WHAT IS ASKED » Duplicate the text lines of every entry below, leaving out the pictures.

[Point placement records]

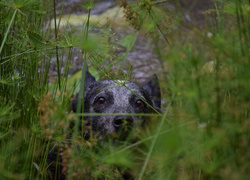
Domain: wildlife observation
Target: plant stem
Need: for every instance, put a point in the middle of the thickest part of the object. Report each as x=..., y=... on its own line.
x=154, y=140
x=57, y=58
x=7, y=32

RESPONSE BELOW »
Domain: wildlife observation
Target: plant stem
Need: for every instance, put a point in the middle of the thickest part of the object. Report each as x=..., y=... on its own line.
x=154, y=140
x=57, y=58
x=7, y=32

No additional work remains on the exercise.